----- Document source

Il semble que, dès les premiers temps du moyen âge, on ait voulu donner aux siéges une élégance et une richesse particulières ; il est à remarquer que, plus les meubles se rattachent à l’usage personnel, plus ils sont traités avec luxe. Les vêtements étant fort riches, on comprendra ce besoin de mettre en harmonie avec ceux-ci les meubles destinés, pour ainsi dire, à les compléter. Si un personnage, vêtu de couleurs éclatantes et d’étoffes précieuses, s’assied dans une chaire grossière comme matière et comme travail, la disparate sera trop choquante. On ne sera donc pas étonné si les exemples de siéges que nous donnons ici sont, relativement aux autres meubles, d’une richesse remarquable.

----------
----- Données fournies

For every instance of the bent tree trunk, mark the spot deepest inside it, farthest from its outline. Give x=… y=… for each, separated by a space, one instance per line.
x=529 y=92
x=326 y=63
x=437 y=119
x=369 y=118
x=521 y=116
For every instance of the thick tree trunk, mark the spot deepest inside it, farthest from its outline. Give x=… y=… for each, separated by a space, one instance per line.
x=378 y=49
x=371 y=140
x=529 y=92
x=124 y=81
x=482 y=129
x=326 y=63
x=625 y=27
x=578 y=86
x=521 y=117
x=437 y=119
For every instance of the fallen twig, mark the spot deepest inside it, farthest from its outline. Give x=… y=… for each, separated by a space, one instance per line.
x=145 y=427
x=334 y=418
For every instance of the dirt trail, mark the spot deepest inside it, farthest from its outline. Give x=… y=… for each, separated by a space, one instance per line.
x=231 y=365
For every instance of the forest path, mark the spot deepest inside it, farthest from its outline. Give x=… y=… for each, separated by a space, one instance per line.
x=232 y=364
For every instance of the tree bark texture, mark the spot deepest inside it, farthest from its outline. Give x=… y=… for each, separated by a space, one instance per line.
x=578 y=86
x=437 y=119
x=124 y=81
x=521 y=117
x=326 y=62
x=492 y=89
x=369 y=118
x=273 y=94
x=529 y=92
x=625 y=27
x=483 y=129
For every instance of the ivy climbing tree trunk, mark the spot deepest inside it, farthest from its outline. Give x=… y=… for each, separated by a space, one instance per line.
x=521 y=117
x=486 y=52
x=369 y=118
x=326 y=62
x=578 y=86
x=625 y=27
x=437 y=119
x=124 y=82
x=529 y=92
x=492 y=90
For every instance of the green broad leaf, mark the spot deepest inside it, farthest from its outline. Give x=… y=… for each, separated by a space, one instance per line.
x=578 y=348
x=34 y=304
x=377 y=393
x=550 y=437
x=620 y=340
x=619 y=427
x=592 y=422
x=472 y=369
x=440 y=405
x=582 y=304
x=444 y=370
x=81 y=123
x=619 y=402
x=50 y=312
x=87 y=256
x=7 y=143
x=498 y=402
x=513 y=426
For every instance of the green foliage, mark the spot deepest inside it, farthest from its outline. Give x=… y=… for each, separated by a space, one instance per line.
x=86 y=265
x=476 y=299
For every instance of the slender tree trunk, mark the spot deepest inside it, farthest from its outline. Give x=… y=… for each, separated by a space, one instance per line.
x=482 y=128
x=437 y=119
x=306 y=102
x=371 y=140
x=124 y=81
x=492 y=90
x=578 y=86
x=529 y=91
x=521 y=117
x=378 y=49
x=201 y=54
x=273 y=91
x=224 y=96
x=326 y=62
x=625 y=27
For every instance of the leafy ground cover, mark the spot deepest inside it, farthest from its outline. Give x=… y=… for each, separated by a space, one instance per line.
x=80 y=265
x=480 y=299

----------

Selon le texte sur les sièges médiévaux, quels meubles sont traités avec le plus de luxe ? Répondez en une phrase, s'il vous plaît. Les enregistrements n'ont aucun lien avec le texte sur les sièges médiévaux.

Réponse rédigée —
Ce sont les meubles qui se rattachent le plus à l'usage personnel.